> Description of the task
Rename "rear cab window" to "back cab window" in the records, starting at the line that contains "the rear cab" and ending at the end of the records, and return only those lines with nothing else changed. Leave the pictures out of your answer.

> Exercise data

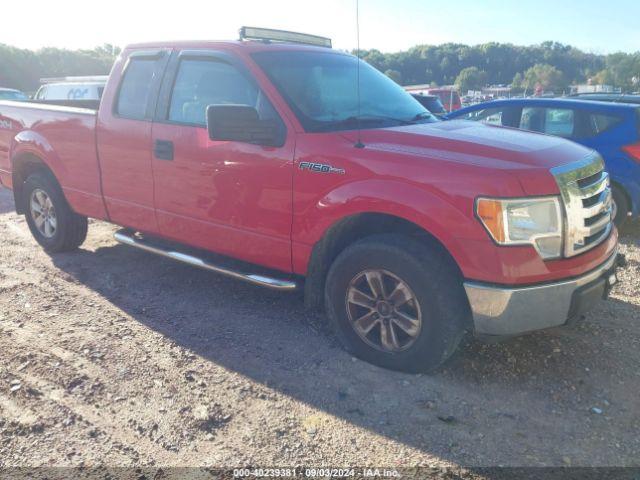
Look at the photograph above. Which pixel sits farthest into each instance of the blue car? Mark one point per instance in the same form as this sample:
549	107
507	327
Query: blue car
612	129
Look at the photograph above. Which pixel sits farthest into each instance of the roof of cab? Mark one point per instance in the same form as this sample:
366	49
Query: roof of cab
245	45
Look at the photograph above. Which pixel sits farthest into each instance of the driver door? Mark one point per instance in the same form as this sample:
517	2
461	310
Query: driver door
229	197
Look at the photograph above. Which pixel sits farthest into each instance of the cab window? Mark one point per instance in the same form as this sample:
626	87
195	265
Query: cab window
135	88
600	123
200	83
552	121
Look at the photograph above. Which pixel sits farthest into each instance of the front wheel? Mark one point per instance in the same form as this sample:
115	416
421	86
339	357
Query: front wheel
397	303
52	222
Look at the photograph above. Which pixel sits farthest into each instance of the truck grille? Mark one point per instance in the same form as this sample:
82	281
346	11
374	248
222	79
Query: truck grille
586	194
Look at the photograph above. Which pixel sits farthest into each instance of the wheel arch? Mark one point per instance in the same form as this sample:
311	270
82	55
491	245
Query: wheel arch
351	229
25	164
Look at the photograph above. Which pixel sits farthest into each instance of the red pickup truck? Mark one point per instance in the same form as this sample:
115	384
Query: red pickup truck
409	231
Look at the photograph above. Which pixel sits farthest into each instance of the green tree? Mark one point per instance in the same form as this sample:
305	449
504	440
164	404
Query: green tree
394	75
517	81
546	76
471	78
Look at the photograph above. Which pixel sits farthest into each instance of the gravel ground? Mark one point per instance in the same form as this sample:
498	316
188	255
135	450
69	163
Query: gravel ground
116	357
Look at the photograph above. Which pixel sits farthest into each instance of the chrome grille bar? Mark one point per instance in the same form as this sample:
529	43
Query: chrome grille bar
586	194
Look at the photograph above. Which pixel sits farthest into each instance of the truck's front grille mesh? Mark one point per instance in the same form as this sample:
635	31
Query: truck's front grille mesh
586	195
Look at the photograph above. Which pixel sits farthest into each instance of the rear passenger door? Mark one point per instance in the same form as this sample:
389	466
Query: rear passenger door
229	197
124	139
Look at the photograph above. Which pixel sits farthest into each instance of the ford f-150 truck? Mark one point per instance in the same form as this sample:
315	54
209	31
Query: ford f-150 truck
284	163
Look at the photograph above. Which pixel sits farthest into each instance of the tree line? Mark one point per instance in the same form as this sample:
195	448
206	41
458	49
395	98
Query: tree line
23	69
552	65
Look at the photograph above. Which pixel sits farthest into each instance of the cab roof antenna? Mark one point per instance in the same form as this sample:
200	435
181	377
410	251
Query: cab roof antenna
359	143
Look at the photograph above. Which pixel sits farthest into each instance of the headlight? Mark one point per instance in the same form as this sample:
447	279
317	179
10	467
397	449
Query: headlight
524	221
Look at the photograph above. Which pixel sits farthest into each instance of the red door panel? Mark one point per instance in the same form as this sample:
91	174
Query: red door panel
228	197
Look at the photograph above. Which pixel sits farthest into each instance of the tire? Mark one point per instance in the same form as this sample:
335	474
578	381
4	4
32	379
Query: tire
438	302
63	230
621	208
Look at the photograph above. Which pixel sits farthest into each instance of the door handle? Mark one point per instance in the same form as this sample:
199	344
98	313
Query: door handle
163	149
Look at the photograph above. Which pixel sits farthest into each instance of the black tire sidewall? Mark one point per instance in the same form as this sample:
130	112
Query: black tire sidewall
436	289
64	215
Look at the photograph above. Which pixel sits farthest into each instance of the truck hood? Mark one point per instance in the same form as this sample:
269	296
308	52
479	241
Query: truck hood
529	156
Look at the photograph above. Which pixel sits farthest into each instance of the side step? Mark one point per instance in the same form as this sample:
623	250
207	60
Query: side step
128	238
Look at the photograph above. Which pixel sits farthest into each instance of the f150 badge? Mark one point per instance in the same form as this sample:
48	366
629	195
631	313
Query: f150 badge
320	168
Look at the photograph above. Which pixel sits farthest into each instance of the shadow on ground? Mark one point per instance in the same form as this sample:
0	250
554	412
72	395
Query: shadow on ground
517	389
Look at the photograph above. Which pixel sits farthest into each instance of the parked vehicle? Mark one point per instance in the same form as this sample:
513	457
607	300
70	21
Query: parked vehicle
409	231
610	128
431	103
449	98
12	94
609	97
72	88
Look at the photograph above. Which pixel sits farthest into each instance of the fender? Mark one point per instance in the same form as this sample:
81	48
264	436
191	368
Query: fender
32	143
29	144
432	211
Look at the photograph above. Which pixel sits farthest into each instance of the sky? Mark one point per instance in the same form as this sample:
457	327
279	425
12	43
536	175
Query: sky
596	26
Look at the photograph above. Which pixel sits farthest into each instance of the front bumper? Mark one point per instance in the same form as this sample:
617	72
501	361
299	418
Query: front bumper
506	311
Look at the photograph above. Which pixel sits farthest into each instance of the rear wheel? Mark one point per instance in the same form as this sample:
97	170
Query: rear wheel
52	222
621	207
397	303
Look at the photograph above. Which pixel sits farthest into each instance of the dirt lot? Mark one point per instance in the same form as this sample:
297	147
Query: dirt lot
113	356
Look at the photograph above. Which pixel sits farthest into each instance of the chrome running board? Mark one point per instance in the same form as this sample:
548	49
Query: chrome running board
130	239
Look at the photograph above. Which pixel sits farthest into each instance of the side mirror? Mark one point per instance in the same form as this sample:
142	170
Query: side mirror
240	123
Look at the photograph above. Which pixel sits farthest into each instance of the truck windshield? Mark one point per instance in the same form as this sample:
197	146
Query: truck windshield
321	90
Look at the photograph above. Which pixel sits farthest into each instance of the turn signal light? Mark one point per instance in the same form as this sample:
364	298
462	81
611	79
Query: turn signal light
634	151
490	212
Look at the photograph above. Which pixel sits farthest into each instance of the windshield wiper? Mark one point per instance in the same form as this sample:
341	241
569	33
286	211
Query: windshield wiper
421	116
371	118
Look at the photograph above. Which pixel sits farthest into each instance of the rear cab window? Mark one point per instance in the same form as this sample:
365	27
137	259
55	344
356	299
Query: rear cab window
137	87
552	121
208	80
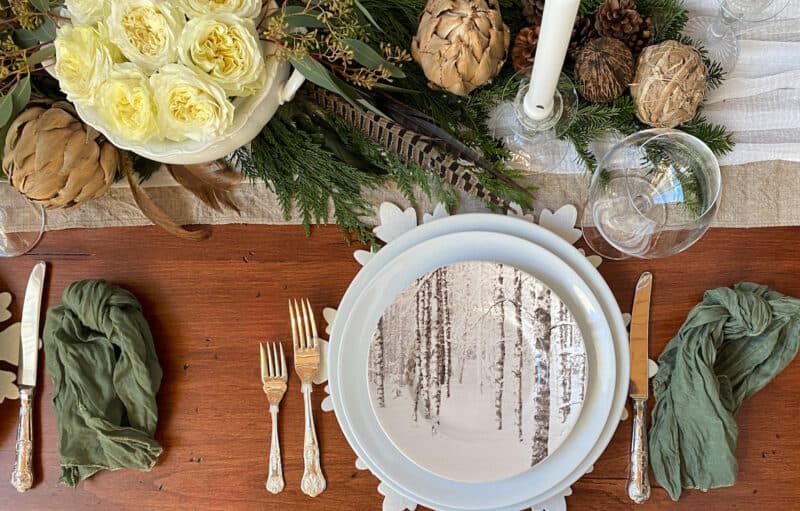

> Answer to this task
Look at the photograph above. Which pixel sits farthest into each instance of the back cab window? Mark one point per instance in the same form as this sample:
365	27
137	259
55	344
356	299
Query: back cab window
137	87
552	121
208	80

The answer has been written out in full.